SET TASK: Repeat every one of the records below verbatim, line by line. Leave the pictures out of your answer.

DATASET EXCERPTS:

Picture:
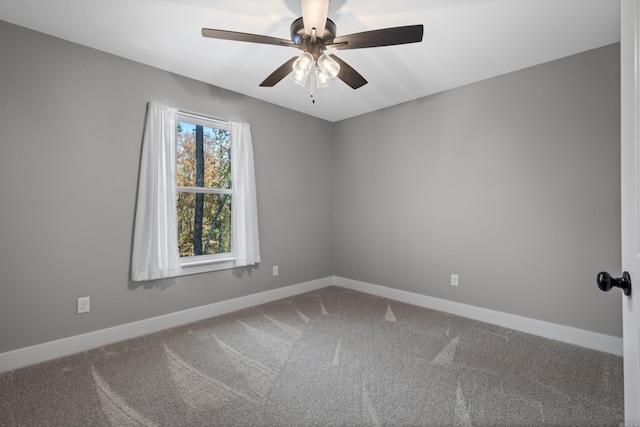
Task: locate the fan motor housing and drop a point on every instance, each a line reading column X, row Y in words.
column 301, row 38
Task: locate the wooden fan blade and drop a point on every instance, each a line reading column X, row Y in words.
column 375, row 38
column 279, row 74
column 348, row 75
column 245, row 37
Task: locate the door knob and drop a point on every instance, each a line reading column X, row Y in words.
column 606, row 282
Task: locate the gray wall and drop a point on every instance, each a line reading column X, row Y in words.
column 71, row 123
column 513, row 183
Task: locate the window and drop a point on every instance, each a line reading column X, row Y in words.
column 197, row 205
column 204, row 192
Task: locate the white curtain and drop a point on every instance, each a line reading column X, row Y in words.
column 155, row 241
column 244, row 211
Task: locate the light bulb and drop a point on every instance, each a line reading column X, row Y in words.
column 301, row 68
column 326, row 70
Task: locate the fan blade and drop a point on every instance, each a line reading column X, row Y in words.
column 279, row 74
column 245, row 37
column 375, row 38
column 348, row 75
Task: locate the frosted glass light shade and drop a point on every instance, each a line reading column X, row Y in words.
column 326, row 70
column 301, row 68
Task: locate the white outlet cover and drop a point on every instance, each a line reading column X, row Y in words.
column 84, row 305
column 454, row 280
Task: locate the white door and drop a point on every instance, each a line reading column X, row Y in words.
column 630, row 51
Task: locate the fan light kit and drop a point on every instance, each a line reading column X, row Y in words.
column 313, row 34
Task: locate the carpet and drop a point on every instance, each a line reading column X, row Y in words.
column 332, row 357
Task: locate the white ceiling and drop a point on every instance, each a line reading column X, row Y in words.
column 464, row 41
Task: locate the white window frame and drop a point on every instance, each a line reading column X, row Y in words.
column 210, row 262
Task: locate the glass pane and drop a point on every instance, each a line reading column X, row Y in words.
column 204, row 224
column 203, row 157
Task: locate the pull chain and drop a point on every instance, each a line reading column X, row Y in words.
column 313, row 72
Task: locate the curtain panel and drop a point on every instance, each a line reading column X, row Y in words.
column 155, row 244
column 244, row 211
column 155, row 241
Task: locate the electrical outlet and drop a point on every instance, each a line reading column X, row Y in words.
column 83, row 305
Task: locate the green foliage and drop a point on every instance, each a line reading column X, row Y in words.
column 216, row 224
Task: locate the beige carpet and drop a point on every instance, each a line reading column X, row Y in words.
column 333, row 357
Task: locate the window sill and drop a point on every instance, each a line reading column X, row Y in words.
column 204, row 266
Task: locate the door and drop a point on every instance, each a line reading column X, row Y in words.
column 630, row 164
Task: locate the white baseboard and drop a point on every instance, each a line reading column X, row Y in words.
column 553, row 331
column 67, row 346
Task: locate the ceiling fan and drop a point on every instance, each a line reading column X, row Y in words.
column 313, row 34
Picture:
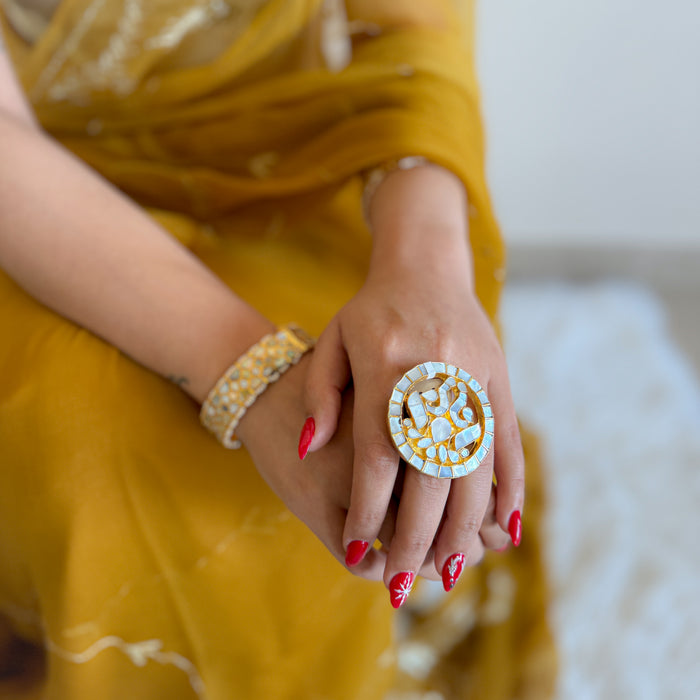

REPLY:
Picture:
Task: locate the fan motor housing and drop a point on every instance, each a line reading column X, row Y in words.
column 301, row 38
Task: locate the wooden fan blade and drop a point on every instance, each a line reading column X, row Y in words.
column 375, row 38
column 279, row 74
column 348, row 75
column 245, row 37
Task: locate the door knob and drop a point on every instance, each a line reading column X, row Y in words.
column 606, row 282
Task: locate the gray wall and drop a point on every instance, each a line reading column X, row Y in words.
column 71, row 123
column 513, row 183
Task: locate the window and drop a point on every instance, each a line reading column X, row Y in words.
column 197, row 205
column 204, row 192
Task: locate the white curtain and drop a point on every instance, each a line reading column X, row Y in words.
column 155, row 241
column 244, row 211
Task: locate the light bulb and drop a point on every instance, each a line reading column X, row Y in words.
column 301, row 68
column 326, row 70
Task: locate the fan blade and drop a point on every instance, each a line reading column X, row Y in words.
column 279, row 74
column 245, row 37
column 375, row 38
column 348, row 75
Task: locate the frosted glass light shade and drop a point on every instance, each a line reading column X, row Y in words.
column 326, row 70
column 301, row 68
Task: locate the white outlet cover and drop a point on every instance, each a line reading column X, row Y in words.
column 84, row 305
column 454, row 280
Task: locate the white door and drop a point on every instance, each a line reading column X, row Y in words.
column 630, row 51
Task: locate the fan light kit and drop a point on every instance, each a line reading column X, row Y in words.
column 313, row 34
Task: locate the carpet and drop a point on every instance, each a line reading column X, row Y in words.
column 332, row 357
Task: locate the white ceiling and drop a point on every instance, each a line reading column X, row Y in words.
column 464, row 41
Task: locate the white window frame and drop a point on every instance, each a line reading column X, row Y in words.
column 210, row 262
Task: locate the glass pane and drop a point on every instance, each a line reading column X, row Y in words.
column 204, row 224
column 203, row 157
Task: locate the pull chain and drop a point on every instance, each a line reading column X, row Y in words.
column 313, row 72
Task: locate the curtain panel and drop a point on every instance, each a line reading column X, row Y in words.
column 155, row 244
column 244, row 211
column 155, row 241
Task: locate the electrical outlet and drop a point on every instance, each a line reading column X, row Y in words.
column 83, row 305
Task: locate the green foliage and drop a point on every instance, each a line reading column X, row Y in words.
column 216, row 224
Task: locate the beige carpet and drop a point on every instance, each a line reading column X, row Y in words.
column 333, row 357
Task: locate the window sill and drop a point on every instance, each a line reading column X, row Y in words.
column 204, row 266
Task: locate the door and drop a point on every instance, each a line reading column X, row Y in words.
column 630, row 164
Task: locate the white baseboard and drop a point on every instance, each a line reading column X, row Y in words.
column 553, row 331
column 67, row 346
Task: locate the ceiling fan and drop a point on every instance, each a line reading column X, row Y in words.
column 313, row 34
Picture:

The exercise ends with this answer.